Restate the data that follows exactly as it stands, beginning with the first line and ending with the line that contains "Trace the outline of every instance of the red".

◇ ◇ ◇ ◇ ◇ ◇ ◇

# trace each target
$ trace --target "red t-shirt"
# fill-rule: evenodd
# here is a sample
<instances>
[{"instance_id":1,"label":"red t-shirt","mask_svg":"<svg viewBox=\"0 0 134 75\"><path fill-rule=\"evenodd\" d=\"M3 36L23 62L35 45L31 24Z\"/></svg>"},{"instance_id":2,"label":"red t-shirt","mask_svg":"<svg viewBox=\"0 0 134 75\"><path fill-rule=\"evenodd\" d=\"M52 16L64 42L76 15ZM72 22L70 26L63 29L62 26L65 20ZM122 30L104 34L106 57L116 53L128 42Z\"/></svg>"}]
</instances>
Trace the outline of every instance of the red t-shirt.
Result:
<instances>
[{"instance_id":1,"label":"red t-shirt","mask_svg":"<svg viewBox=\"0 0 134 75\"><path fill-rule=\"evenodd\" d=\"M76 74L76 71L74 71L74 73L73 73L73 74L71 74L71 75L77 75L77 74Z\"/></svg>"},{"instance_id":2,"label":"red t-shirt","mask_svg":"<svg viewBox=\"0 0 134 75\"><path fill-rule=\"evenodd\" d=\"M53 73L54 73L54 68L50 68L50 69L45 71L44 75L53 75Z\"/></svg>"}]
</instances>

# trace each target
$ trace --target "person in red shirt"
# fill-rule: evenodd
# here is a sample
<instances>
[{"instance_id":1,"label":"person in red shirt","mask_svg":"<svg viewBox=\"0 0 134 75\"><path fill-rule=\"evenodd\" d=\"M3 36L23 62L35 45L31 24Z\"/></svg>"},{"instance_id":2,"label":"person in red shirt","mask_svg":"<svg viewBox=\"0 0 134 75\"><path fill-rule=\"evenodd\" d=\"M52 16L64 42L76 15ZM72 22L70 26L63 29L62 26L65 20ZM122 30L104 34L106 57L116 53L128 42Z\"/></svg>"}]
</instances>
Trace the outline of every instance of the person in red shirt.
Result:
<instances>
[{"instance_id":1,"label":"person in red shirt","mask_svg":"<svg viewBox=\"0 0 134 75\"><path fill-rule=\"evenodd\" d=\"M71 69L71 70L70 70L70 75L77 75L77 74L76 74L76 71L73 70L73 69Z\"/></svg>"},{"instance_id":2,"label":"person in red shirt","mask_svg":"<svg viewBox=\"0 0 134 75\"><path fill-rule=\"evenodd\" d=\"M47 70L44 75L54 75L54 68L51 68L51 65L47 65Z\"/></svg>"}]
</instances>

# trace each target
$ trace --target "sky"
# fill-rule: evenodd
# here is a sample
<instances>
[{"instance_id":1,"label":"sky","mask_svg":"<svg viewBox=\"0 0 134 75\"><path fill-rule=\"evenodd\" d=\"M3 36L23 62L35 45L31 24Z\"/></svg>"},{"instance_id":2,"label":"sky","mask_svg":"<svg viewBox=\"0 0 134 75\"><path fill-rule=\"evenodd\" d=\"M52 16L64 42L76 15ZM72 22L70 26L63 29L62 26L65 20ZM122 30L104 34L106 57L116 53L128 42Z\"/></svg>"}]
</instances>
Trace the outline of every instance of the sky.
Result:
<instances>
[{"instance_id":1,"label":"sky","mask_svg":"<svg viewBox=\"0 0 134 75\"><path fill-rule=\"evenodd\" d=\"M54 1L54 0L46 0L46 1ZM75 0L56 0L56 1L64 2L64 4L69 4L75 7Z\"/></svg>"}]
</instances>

◇ ◇ ◇ ◇ ◇ ◇ ◇

**Answer for this exercise:**
# trace each target
$ trace --target "red t-shirt"
# fill-rule: evenodd
# here is a sample
<instances>
[{"instance_id":1,"label":"red t-shirt","mask_svg":"<svg viewBox=\"0 0 134 75\"><path fill-rule=\"evenodd\" d=\"M3 36L23 62L35 45L31 24Z\"/></svg>"},{"instance_id":2,"label":"red t-shirt","mask_svg":"<svg viewBox=\"0 0 134 75\"><path fill-rule=\"evenodd\" d=\"M52 16L64 42L76 15ZM72 22L70 26L63 29L62 26L65 20ZM122 30L104 34L106 57L116 53L128 42Z\"/></svg>"}]
</instances>
Trace the outline of every instance of the red t-shirt.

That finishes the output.